### Challenge:
Copy the lines of the material below exactly, starting at the line that contains "written like <point>722,37</point>." and stopping after the line that contains "<point>386,442</point>". Output only those lines.
++++ Dataset excerpts ++++
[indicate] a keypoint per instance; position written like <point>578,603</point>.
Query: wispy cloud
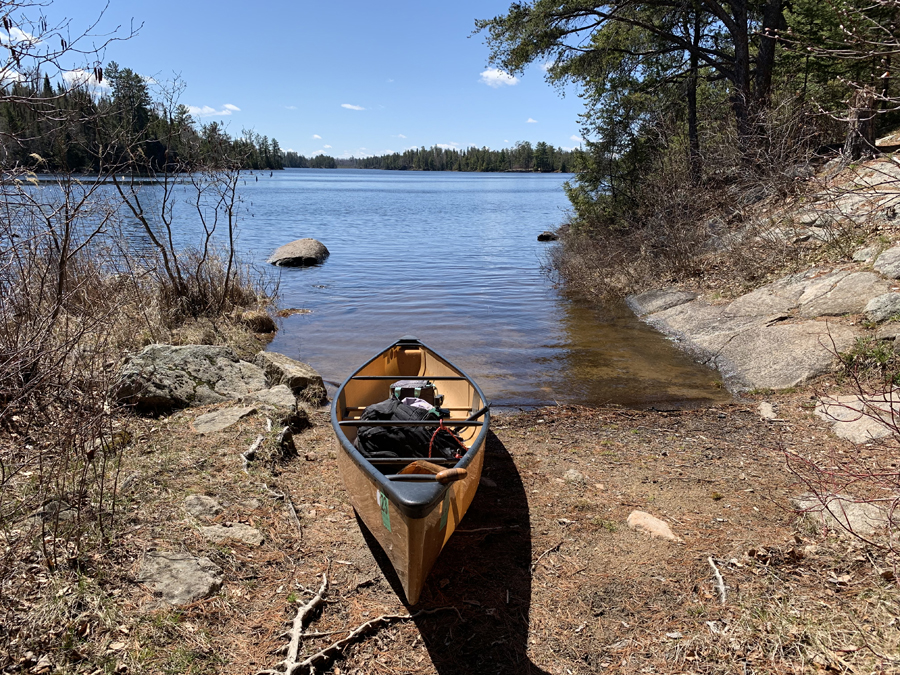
<point>209,111</point>
<point>496,78</point>
<point>83,79</point>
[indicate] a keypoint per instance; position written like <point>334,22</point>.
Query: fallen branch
<point>293,647</point>
<point>293,512</point>
<point>549,550</point>
<point>250,454</point>
<point>720,582</point>
<point>338,647</point>
<point>485,529</point>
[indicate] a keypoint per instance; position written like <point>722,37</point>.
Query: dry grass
<point>600,597</point>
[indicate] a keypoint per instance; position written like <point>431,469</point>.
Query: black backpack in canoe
<point>386,442</point>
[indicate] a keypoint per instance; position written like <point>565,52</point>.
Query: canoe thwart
<point>393,378</point>
<point>407,423</point>
<point>450,475</point>
<point>380,461</point>
<point>443,477</point>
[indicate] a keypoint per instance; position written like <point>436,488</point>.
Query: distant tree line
<point>542,158</point>
<point>74,127</point>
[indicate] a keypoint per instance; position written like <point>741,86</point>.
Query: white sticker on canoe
<point>384,506</point>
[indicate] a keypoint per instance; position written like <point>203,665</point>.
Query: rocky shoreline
<point>790,331</point>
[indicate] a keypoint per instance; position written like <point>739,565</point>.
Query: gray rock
<point>644,522</point>
<point>848,295</point>
<point>890,331</point>
<point>808,217</point>
<point>865,254</point>
<point>860,419</point>
<point>259,321</point>
<point>301,378</point>
<point>573,476</point>
<point>841,513</point>
<point>782,355</point>
<point>219,420</point>
<point>162,377</point>
<point>766,411</point>
<point>299,253</point>
<point>279,396</point>
<point>201,506</point>
<point>220,534</point>
<point>888,263</point>
<point>658,300</point>
<point>180,578</point>
<point>752,351</point>
<point>883,307</point>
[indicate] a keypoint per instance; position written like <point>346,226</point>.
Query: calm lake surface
<point>453,259</point>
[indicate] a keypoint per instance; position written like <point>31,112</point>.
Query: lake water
<point>453,259</point>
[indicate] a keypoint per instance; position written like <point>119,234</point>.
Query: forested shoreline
<point>694,113</point>
<point>81,127</point>
<point>540,158</point>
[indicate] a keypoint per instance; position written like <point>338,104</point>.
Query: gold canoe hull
<point>411,521</point>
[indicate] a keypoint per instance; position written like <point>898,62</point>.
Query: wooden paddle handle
<point>450,475</point>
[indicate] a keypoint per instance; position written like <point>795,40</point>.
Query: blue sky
<point>344,77</point>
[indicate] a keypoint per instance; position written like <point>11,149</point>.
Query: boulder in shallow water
<point>299,253</point>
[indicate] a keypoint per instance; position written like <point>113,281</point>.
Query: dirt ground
<point>544,575</point>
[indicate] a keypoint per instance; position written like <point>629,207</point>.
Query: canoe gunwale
<point>413,499</point>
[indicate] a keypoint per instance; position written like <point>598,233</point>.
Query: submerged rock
<point>658,300</point>
<point>299,253</point>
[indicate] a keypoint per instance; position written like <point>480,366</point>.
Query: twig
<point>720,582</point>
<point>549,550</point>
<point>293,647</point>
<point>273,493</point>
<point>250,454</point>
<point>293,512</point>
<point>338,647</point>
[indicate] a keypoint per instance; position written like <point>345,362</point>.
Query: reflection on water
<point>454,260</point>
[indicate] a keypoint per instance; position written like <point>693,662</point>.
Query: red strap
<point>452,435</point>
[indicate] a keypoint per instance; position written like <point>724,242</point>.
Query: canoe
<point>411,506</point>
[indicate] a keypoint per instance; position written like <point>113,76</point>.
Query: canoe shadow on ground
<point>485,576</point>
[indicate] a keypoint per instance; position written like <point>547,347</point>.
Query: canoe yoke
<point>414,494</point>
++++
### Response to this exercise:
[indicate] a keypoint per instance; position written like <point>722,37</point>.
Query: dry grass
<point>600,597</point>
[indicate] a keypoint per instance; position written like <point>431,469</point>.
Query: black backpack in canoe
<point>386,442</point>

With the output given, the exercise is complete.